PASSAGE FOR REVIEW:
──────────────────────────────
Alumni David Weisenbeck delivers first lecture of MSA series


Imani Saya David Weisenbeck sets up his presentation on Dec. 18, 2018 in the schola.

Math and Science Academy graduate and current JMU sophomore, David Weisenbeck, delivered the first lecture in the MSA lecture series. The lecture consisted of his initial interests in the field of Herpetology, research studies with amphibians and reptiles, and stories of his life experiences.

Although his senior project focused on amphibians and stemmed from an interaction with a ranger at a state park, Weisenbeck claimed he always had a fascination with amphibians long before his high school days.

“I’ve kind of always been interested with amphibians and reptiles, so it was kind of just getting that research focus, which was really cool. In high school, is when I thought about these animals in more of a research context,” said Weisenbeck.

Weisenbeck, who now attends James Madison University, majors in Biology with an Ecology and Environmental concentration and minors in Geography, has researched the field of Herpetology, particularly on a research trip in Borneo.

The trip consisted of researching frog diversity, developing inventory, and preserving specimen. For ten days, Weisenbeck spent time at Lanjak Entimau Wildlife Sanctuary capturing and researching frogs with locals. For another two weeks, he explored Sabah, a northern state in the island of Borneo.

“There was so much cool biodiversity in Borneo. I would probably say that my favorite experience there was finding the reticulated python; it was the coolest thing ever,” said Weisenbeck.

The alum also shed light on what classes in high school paved his successful route into college.

“Definitely AP Biology. It allowed me to go straight to Ecology, without the Introductory Biology courses,” said Weisenbeck. “It also allowed me to take Herpetology my freshman year, which was really great.”

Academy adviser Allison Graves gushed about the journey of Weisenbeck’s senior project.

“He was always in charge of his work. For his senior project, he came up with his own idea, just networking with the ranger, he reached out to the JMU professor,” said Graves. “I was just really impressed with his self advocacy and ability to pursue his goals with very little guidance.”

Graves also noticed a slight difference in his presentation style from his senior year.

“He was relaxed. When he was a senior, he was not nervous, but he was certainly not as relaxed. He had clearly done this a time or two,” Graves praised.

Among the various students in the schola sat Weisenbeck’s dad and AP Human Geography teacher, Robert Weisenbeck, who also praised his delivery at the lecture.

“He seemed like a natural; I could see him as a college professor because he definitely knows his material and is passionate about it,” said Weisenbeck.
──────────────────────────────
Point-per-instance localization data
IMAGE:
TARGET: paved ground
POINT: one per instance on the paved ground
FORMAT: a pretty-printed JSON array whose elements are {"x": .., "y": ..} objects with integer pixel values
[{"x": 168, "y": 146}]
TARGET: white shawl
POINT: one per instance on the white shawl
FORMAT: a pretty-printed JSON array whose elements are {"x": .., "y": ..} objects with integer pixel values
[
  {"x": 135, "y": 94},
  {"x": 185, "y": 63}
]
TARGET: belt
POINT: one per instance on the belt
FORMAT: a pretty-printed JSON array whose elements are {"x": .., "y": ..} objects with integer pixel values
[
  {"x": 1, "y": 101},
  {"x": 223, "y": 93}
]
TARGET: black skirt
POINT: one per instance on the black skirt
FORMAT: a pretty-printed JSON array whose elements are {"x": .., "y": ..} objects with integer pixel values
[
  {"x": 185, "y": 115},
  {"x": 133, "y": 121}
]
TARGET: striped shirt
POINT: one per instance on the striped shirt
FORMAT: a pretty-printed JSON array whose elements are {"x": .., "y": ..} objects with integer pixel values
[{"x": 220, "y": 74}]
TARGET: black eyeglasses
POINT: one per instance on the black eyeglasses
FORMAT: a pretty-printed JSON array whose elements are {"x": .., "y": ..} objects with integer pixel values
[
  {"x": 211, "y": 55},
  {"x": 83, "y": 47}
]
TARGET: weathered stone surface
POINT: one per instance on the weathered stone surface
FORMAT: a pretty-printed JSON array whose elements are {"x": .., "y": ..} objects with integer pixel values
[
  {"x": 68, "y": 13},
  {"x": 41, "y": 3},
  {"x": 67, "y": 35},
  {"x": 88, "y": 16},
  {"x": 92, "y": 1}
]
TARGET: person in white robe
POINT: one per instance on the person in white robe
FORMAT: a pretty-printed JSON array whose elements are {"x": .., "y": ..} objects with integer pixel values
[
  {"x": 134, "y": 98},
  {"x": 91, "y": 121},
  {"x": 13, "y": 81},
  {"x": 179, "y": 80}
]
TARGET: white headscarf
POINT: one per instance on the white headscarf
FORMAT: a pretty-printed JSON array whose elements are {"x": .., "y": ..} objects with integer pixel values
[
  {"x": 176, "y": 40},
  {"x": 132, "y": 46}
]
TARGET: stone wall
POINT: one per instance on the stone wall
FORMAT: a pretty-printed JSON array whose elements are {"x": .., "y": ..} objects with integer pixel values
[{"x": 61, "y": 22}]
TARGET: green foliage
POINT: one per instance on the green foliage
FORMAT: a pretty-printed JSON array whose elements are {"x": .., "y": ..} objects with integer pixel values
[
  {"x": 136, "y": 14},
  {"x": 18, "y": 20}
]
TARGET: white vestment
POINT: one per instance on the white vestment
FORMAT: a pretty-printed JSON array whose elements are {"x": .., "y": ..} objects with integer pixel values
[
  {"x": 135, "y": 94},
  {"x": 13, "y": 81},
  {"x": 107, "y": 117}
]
──────────────────────────────
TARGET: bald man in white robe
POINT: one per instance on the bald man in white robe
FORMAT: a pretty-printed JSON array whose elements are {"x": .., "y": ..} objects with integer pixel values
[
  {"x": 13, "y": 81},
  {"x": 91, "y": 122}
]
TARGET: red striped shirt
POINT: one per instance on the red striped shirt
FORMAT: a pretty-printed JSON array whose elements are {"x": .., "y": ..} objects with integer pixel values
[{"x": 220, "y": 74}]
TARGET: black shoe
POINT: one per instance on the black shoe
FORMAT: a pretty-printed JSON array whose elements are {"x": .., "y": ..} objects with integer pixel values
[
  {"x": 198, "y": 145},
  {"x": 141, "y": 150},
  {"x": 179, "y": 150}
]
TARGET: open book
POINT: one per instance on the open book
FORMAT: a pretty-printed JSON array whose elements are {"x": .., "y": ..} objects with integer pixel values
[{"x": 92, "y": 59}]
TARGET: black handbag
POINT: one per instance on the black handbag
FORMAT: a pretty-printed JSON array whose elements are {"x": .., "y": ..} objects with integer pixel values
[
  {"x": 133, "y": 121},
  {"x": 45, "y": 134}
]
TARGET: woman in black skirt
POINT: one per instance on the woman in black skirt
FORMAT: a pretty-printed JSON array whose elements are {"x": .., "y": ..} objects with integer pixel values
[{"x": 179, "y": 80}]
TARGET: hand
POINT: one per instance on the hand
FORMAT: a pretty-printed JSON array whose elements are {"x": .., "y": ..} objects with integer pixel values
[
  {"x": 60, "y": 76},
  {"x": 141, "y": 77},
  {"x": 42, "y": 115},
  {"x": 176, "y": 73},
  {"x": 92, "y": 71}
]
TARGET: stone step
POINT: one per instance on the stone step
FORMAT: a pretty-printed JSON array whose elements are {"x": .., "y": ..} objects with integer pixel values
──────────────────────────────
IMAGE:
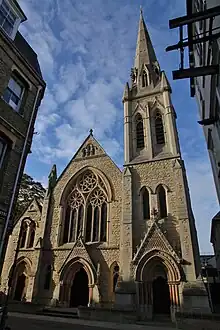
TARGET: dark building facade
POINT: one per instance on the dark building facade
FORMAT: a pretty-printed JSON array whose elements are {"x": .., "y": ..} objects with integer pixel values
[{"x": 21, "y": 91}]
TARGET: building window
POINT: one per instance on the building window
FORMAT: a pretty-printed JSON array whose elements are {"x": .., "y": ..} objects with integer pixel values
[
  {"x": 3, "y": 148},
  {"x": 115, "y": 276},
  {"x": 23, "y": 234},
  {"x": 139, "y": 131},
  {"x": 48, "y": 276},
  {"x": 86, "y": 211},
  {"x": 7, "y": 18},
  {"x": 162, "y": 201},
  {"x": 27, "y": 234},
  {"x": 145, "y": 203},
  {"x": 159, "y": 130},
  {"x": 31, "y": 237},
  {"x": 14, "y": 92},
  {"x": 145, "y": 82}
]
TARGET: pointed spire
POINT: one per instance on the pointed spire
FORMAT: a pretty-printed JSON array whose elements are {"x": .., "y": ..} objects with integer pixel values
──────────────────────────────
TASKS AND EXERCISES:
**a.** Answer these questions using the article on David Weisenbeck's lecture:
(i) Which university does Weisenbeck currently attend?
(ii) For how many days did he stay at Lanjak Entimau Wildlife Sanctuary?
(iii) Which high school class let him go straight to Ecology?
**b.** Reproduce the article on David Weisenbeck's lecture from "Among the various" up to and including "at the lecture.".

SOLUTIONS FOR EACH TASK:
**a.**
(i) James Madison University
(ii) Ten days
(iii) AP Biology

**b.**
Among the various students in the schola sat Weisenbeck’s dad and AP Human Geography teacher, Robert Weisenbeck, who also praised his delivery at the lecture.